» 任务要求 1:
根据节选回答下列问题，答案用相同字母标注：
(a) 戴笠是在哪个机场登机离开重庆的？
(b) 按计划，由各色武装合编成的交通警察总局挂靠在哪个部？
(c) 余下的本部摊子取名叫什么？
» 任务要求 2:
请把节选中的一段原文一字不差地输出，从含有“看来,我们一定要抢先拿出一套”的那几个字开始，到“取名叫调查局,局长还是戴笠。”之后停止。

» 文档节选:
•••••
看来,我们一定要抢先拿出一套让领袖满意的化整为零的方案来。”“对!”戴笠一拍大腿叫好。毛人凤的话显然鼓起了他的信心。他对多难兴邦的旧训颇有体会,相信渡此一劫,军统又要迎来大发展的前景,想到这儿,当即起了酒兴,说什么也要毛人凤陪着喝两盅。

负命出渝

不久,由于“肃奸”工作的进展,戴笠要离开重庆外出一段时间。这一天,珊瑚坝机场到了不少军统人物为戴笠送行。戴笠看上去精神状态很好,与大家一一握别。轮到毛人凤时,两人把着臂膊互道一声珍重,戴笠便登上了飞机。毛人凤仰望云端,直到音影尽失,那一声意味深长的“珍重”,却像千斤重担压在了肩上。

戴笠的“珍重”,其实是对一个雄心勃勃的发展计划的预祝,简而言之,可以分为两个部分:第一部分是“化整为零”。打算将原先由军统分管的军事情报业务,以及各部队中的特工勤务与各驻外使馆中的谍报勤务,悉数拨归国防部第二厅,最好是戴笠自兼厅长,如果不成,则全力支持郑介民。同时再将本由军统内控的警察系统从内政部里脱出来,搞成类似西方国家的警察总署,争取戴笠任警察总监,否则就竭力推荐唐纵。至于那些归军统控制的各色武装,诸如别动军、忠义救国军、交通巡察总队、税警团,以及刚从周佛海那里收编过来的直属伪军部队等等,合编成交通警察总局,挂靠在交通部,让胡宗南推荐过来的吉章简当总局长。余下的本部摊子,则挂在司法行政部的牌子下,取名叫调查局,局长还是戴笠。
•••••
» 数据记录:
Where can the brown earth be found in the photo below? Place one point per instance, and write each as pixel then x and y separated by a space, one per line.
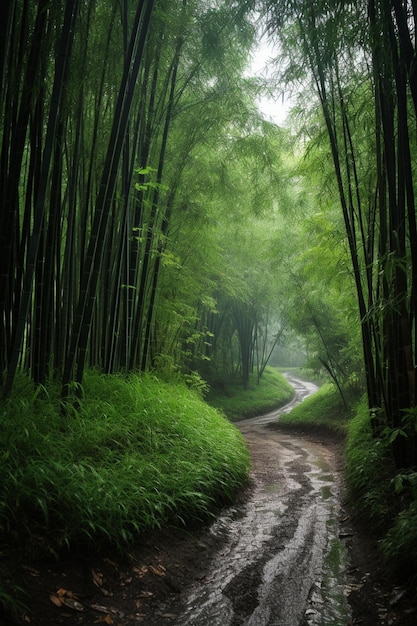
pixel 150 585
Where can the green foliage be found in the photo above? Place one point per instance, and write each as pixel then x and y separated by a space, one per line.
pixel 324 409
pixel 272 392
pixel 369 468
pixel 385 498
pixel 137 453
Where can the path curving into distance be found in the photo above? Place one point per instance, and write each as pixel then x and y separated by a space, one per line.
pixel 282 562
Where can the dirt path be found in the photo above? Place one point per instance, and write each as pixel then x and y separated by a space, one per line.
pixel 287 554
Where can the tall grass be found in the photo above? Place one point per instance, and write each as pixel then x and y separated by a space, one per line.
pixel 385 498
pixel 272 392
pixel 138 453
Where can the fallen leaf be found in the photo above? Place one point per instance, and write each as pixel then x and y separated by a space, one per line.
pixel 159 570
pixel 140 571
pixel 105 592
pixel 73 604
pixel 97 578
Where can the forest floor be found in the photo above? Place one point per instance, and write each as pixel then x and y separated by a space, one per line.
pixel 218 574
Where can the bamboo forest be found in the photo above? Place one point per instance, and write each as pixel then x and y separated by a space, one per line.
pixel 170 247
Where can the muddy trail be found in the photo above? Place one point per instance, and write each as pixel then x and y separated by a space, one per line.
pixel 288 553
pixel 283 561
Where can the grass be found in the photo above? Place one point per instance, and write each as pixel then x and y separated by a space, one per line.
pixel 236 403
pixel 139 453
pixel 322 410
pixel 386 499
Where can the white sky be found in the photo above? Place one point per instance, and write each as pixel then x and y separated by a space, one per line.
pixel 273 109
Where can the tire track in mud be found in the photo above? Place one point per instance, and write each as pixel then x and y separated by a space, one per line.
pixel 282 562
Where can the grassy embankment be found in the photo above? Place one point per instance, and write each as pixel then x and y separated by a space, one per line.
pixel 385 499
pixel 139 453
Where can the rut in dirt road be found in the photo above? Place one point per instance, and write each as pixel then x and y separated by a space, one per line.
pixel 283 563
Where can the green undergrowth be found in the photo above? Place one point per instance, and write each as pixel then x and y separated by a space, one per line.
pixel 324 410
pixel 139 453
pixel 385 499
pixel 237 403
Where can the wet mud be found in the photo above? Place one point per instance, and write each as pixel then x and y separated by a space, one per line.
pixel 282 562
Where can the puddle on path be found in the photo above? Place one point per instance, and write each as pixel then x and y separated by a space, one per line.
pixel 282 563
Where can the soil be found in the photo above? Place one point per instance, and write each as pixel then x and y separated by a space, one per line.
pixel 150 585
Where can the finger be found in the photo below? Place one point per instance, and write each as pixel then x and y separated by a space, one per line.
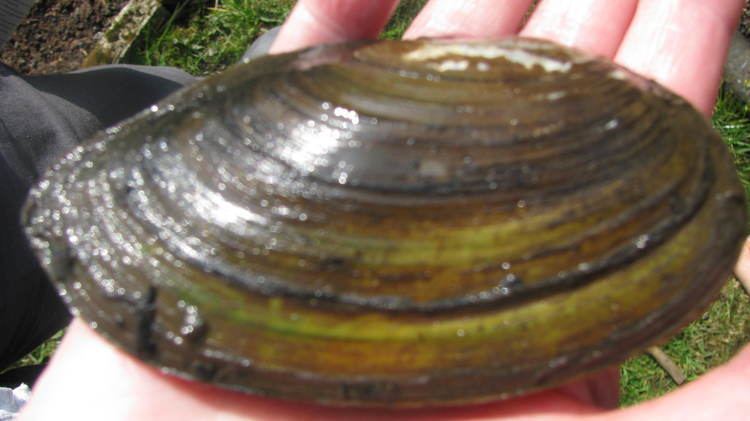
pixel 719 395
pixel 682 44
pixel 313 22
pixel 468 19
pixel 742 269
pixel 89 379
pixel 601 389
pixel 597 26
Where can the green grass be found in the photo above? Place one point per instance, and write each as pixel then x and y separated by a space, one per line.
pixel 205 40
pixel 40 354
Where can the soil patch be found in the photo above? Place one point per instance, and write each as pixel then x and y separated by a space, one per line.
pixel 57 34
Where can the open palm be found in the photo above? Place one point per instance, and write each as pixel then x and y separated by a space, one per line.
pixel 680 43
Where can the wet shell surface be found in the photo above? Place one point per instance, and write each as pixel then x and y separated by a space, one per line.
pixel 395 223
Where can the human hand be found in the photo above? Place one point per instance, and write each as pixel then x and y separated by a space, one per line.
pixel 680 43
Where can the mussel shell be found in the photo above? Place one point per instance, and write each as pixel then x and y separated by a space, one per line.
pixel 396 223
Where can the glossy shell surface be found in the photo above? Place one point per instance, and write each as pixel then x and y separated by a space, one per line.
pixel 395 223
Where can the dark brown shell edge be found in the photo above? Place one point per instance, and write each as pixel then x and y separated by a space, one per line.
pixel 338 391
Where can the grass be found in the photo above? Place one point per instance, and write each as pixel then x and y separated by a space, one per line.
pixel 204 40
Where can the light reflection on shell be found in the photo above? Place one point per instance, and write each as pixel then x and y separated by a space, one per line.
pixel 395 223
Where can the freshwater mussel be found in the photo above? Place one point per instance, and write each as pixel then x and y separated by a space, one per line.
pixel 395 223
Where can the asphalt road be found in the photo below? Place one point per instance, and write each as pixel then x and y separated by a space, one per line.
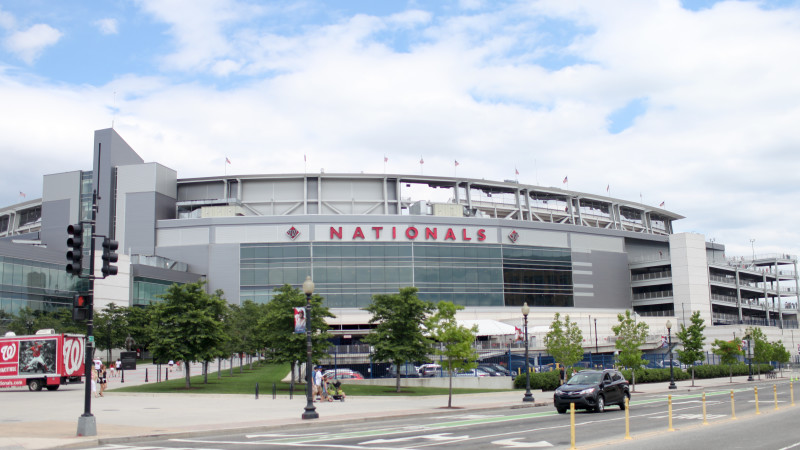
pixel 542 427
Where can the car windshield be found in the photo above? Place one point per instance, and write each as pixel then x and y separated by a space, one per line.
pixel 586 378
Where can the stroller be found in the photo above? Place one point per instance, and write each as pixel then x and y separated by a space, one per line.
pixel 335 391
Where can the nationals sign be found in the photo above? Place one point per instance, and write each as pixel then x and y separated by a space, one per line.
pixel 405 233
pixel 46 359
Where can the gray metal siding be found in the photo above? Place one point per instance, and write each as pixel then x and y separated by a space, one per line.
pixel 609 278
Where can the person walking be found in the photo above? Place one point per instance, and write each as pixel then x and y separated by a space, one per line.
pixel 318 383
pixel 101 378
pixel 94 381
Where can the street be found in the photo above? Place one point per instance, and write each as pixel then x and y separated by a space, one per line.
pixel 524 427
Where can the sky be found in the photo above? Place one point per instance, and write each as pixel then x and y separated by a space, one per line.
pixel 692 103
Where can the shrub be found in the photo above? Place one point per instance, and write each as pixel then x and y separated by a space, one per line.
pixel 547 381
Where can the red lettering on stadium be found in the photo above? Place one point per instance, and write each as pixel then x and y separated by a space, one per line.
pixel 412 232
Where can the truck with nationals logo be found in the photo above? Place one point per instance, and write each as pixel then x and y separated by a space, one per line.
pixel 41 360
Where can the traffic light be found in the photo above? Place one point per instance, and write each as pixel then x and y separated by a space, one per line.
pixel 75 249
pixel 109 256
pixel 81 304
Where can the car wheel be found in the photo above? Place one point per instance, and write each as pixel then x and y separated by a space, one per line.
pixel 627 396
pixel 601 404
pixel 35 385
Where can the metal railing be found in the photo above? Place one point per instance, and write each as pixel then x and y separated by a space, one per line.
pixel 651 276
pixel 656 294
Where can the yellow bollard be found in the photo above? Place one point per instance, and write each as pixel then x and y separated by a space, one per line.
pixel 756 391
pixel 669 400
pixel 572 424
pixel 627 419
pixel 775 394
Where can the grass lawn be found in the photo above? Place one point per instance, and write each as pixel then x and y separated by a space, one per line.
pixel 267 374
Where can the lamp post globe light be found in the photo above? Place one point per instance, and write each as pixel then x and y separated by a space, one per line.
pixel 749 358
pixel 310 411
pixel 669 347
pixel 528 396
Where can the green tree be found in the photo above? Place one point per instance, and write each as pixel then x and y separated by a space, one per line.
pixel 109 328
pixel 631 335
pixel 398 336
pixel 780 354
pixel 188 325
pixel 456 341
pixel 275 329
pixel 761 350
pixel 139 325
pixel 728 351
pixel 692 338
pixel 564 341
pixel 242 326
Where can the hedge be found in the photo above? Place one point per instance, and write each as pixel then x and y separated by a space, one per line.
•••••
» 任务解答 1:
(a) 珊瑚坝机场
(b) 交通部
(c) 调查局

» 任务解答 2:
看来,我们一定要抢先拿出一套让领袖满意的化整为零的方案来。”“对!”戴笠一拍大腿叫好。毛人凤的话显然鼓起了他的信心。他对多难兴邦的旧训颇有体会,相信渡此一劫,军统又要迎来大发展的前景,想到这儿,当即起了酒兴,说什么也要毛人凤陪着喝两盅。

负命出渝

不久,由于“肃奸”工作的进展,戴笠要离开重庆外出一段时间。这一天,珊瑚坝机场到了不少军统人物为戴笠送行。戴笠看上去精神状态很好,与大家一一握别。轮到毛人凤时,两人把着臂膊互道一声珍重,戴笠便登上了飞机。毛人凤仰望云端,直到音影尽失,那一声意味深长的“珍重”,却像千斤重担压在了肩上。

戴笠的“珍重”,其实是对一个雄心勃勃的发展计划的预祝,简而言之,可以分为两个部分:第一部分是“化整为零”。打算将原先由军统分管的军事情报业务,以及各部队中的特工勤务与各驻外使馆中的谍报勤务,悉数拨归国防部第二厅,最好是戴笠自兼厅长,如果不成,则全力支持郑介民。同时再将本由军统内控的警察系统从内政部里脱出来,搞成类似西方国家的警察总署,争取戴笠任警察总监,否则就竭力推荐唐纵。至于那些归军统控制的各色武装,诸如别动军、忠义救国军、交通巡察总队、税警团,以及刚从周佛海那里收编过来的直属伪军部队等等,合编成交通警察总局,挂靠在交通部,让胡宗南推荐过来的吉章简当总局长。余下的本部摊子,则挂在司法行政部的牌子下,取名叫调查局,局长还是戴笠。